**EXERCISE PROMPT:**
Retype, exactly and only, each line from the one containing "point per instance: white water" to the end of the records below.

**DATASET:**
-- -- --
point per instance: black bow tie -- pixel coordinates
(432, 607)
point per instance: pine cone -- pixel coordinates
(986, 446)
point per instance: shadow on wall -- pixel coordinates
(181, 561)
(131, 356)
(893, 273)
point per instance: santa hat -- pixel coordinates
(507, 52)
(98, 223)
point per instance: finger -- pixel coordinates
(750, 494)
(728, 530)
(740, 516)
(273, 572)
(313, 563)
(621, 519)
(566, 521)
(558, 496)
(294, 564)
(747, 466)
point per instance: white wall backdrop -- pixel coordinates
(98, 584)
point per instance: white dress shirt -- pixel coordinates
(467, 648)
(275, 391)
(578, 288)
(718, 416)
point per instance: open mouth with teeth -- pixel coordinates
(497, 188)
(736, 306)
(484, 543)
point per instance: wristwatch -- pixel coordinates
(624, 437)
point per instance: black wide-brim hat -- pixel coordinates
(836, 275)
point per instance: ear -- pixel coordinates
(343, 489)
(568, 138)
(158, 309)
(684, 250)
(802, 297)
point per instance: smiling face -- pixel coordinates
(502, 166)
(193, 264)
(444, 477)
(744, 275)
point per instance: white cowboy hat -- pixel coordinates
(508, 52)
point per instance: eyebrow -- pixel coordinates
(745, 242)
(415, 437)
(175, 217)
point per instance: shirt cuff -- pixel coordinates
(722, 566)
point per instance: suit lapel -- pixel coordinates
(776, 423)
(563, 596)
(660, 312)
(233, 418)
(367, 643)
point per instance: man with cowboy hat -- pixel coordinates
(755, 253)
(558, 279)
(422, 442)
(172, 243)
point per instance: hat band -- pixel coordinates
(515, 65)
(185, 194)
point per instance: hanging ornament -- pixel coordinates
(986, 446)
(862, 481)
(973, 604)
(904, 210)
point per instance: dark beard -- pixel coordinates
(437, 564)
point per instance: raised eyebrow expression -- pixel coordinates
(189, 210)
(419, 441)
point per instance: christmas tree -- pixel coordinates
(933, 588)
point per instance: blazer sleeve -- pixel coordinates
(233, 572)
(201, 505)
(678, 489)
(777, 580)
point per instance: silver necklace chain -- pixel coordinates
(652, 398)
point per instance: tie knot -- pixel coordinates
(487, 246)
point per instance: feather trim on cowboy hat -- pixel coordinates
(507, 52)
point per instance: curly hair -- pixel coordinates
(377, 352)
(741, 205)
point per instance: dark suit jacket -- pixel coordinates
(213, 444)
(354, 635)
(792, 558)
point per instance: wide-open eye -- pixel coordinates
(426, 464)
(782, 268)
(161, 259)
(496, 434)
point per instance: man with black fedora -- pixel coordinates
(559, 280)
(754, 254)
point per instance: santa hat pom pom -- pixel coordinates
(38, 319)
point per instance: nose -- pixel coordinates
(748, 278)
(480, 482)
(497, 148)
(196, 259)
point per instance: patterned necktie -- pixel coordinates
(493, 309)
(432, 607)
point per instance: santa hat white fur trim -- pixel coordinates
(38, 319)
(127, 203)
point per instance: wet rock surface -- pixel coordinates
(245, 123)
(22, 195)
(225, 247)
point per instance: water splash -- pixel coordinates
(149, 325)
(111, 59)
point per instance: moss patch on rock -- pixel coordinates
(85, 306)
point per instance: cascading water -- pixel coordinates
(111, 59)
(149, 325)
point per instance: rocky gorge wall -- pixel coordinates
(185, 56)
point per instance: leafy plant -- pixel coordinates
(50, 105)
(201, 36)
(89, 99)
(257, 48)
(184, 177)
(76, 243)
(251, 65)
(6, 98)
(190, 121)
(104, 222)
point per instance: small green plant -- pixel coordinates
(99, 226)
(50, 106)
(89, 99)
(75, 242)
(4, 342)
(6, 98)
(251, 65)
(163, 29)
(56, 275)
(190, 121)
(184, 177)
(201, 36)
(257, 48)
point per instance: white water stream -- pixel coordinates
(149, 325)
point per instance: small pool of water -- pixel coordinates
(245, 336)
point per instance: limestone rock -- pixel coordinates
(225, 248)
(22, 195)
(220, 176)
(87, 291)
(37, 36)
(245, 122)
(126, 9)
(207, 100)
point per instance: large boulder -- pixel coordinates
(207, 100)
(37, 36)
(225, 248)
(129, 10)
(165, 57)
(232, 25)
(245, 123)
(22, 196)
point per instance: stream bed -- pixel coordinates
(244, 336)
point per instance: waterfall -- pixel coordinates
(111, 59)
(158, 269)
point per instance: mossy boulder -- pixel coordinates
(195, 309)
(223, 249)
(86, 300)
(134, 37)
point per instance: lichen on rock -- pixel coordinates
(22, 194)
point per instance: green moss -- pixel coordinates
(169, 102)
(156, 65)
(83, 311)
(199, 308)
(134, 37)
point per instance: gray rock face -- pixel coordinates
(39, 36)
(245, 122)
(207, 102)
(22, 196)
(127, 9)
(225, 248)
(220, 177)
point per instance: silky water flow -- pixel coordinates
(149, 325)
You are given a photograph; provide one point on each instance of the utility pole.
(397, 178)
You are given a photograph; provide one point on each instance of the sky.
-- -- --
**REPLY TO THE EXERCISE:**
point per instance: white water stream -- pixel coordinates
(149, 325)
point per instance: small pool of water -- pixel coordinates
(245, 336)
point per instance: limestone rock -- pixel coordinates
(225, 248)
(22, 195)
(220, 176)
(87, 291)
(37, 36)
(245, 122)
(126, 9)
(207, 100)
point per instance: large boulder -- pixel coordinates
(207, 100)
(37, 36)
(225, 248)
(129, 10)
(165, 57)
(232, 25)
(245, 123)
(22, 196)
point per instance: stream bed -- pixel coordinates
(244, 336)
point per instance: waterfall -- pixel coordinates
(111, 59)
(158, 269)
point per instance: mossy boulder -- pixel coordinates
(195, 309)
(223, 249)
(86, 300)
(134, 37)
point per instance: lichen on rock -- pixel coordinates
(22, 194)
point per instance: green moss -- pixel coordinates
(169, 102)
(156, 65)
(83, 311)
(199, 308)
(134, 37)
point per instance: gray rock face -- pixel coordinates
(39, 36)
(245, 122)
(207, 102)
(22, 196)
(127, 9)
(225, 248)
(220, 177)
point per instance: silky water flow -- pixel coordinates
(149, 325)
You are given a photograph; provide one point on each instance of the utility pole.
(397, 178)
You are given a photograph; provide one point on each instance of the sky.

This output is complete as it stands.